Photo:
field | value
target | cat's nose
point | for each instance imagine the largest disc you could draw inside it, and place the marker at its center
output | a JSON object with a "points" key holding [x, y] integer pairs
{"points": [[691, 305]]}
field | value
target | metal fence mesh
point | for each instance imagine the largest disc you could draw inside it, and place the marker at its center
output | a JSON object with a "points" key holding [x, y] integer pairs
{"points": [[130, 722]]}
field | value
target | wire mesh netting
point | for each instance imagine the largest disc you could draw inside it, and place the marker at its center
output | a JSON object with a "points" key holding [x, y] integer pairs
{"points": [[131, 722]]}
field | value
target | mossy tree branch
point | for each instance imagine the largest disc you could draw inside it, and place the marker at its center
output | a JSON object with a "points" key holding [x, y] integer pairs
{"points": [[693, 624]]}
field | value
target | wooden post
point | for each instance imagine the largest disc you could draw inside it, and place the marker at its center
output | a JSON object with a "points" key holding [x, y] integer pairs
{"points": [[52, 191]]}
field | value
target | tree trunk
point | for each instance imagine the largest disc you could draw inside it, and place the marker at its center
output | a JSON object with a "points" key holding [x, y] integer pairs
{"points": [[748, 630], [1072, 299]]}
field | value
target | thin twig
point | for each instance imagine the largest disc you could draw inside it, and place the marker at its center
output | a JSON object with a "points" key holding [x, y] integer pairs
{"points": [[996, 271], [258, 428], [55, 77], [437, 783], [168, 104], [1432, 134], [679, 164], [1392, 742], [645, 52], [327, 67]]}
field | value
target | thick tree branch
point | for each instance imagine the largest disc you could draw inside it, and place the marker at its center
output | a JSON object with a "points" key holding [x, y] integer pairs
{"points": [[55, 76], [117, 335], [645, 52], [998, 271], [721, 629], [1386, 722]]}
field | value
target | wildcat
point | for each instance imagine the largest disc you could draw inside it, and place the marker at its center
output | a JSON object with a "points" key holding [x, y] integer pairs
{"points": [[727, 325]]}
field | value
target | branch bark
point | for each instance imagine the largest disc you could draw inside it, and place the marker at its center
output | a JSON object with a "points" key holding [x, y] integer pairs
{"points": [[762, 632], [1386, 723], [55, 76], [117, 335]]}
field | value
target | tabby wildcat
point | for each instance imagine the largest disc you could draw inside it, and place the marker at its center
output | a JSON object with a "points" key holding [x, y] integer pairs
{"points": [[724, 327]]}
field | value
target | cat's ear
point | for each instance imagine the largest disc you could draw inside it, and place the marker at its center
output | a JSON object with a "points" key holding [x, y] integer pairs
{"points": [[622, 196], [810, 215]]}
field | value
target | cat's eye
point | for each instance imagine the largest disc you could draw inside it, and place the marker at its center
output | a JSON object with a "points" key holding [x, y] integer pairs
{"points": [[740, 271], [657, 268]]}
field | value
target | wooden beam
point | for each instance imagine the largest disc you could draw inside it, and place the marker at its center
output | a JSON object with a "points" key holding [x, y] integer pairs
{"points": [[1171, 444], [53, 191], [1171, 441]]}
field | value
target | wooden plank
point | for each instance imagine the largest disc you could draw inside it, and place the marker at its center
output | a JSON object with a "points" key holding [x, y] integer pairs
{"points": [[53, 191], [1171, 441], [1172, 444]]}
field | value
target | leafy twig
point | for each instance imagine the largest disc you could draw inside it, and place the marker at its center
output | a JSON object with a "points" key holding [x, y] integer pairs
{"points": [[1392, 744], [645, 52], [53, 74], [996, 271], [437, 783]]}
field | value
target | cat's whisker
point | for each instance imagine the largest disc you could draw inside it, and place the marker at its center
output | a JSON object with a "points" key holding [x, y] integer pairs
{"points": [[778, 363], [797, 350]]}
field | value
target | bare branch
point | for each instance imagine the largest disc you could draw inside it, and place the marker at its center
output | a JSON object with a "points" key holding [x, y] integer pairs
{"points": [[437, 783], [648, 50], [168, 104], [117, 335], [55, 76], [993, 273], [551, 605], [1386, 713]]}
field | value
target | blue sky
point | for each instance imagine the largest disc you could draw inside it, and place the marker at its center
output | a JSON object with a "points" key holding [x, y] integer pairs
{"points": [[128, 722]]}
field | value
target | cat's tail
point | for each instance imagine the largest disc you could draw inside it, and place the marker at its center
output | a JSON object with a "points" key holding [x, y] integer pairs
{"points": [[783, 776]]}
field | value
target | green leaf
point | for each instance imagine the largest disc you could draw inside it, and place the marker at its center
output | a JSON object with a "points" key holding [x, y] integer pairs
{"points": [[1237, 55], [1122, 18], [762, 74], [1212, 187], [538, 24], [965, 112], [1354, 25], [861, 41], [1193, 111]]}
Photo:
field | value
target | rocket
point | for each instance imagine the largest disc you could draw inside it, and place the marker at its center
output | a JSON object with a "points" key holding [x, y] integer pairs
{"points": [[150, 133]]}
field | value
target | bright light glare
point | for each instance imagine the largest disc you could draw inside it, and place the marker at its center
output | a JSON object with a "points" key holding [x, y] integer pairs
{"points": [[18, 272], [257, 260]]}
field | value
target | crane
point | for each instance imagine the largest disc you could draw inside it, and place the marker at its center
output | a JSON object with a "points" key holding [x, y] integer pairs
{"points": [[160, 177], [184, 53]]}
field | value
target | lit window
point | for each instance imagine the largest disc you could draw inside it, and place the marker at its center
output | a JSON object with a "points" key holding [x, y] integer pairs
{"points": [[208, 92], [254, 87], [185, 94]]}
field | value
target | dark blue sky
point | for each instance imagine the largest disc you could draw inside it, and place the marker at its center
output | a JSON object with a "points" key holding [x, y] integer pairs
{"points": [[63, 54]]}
========
(AIM OF THE EXERCISE) Would you please repeat exactly the lines above, starting at the line with "target | cat's whisker" and stopping at the line with "target | crane", both included?

(ANSWER TO THE PROBLEM)
target | cat's whisker
point | for each instance imagine the largest disc you could draw inside it, and place the marker at its center
output | a JSON object with a "points" key holding [x, y] integer pairs
{"points": [[778, 363], [797, 350]]}
field | value
target | bare branch
point | for each instance imagine the largest disc you could draw inside it, and place the marker at its center
output | a JSON object with a "points" key holding [x, y] integer pairs
{"points": [[437, 783], [648, 50], [168, 104], [117, 335], [55, 76], [993, 273], [551, 605], [1386, 713]]}
field | value
target | blue sky
point | for each instance imagine the largest disc you could draw inside it, and place the marker at its center
output | a JSON object with a "points" key holding [x, y] integer pairs
{"points": [[128, 722]]}
field | value
target | cat's tail
point | for each instance imagine the largest disc you could draw inside it, and place the marker at its center
output | a JSON object with a "points" key holding [x, y] integer pairs
{"points": [[783, 776]]}
field | value
target | green leaf
point | for each instance imagine the largest disc you could draw inside it, and place the marker at its center
output | a JSON object with a "points" key holding [x, y] integer pairs
{"points": [[1237, 55], [1122, 18], [762, 74], [1212, 187], [538, 24], [965, 112], [1354, 25], [861, 41], [1193, 111]]}
Photo:
field | value
target | rocket
point | for each instance imagine the largest disc you could draw inside it, and place the marker at its center
output | a JSON object with a "points" key holding [x, y] integer pairs
{"points": [[150, 133]]}
field | value
target | bright light glare
point | for each instance imagine the largest disc you could draw inside it, and place the marker at its center
output | a JSON object with a "points" key holding [x, y] integer pairs
{"points": [[18, 272], [257, 260]]}
field | value
target | crane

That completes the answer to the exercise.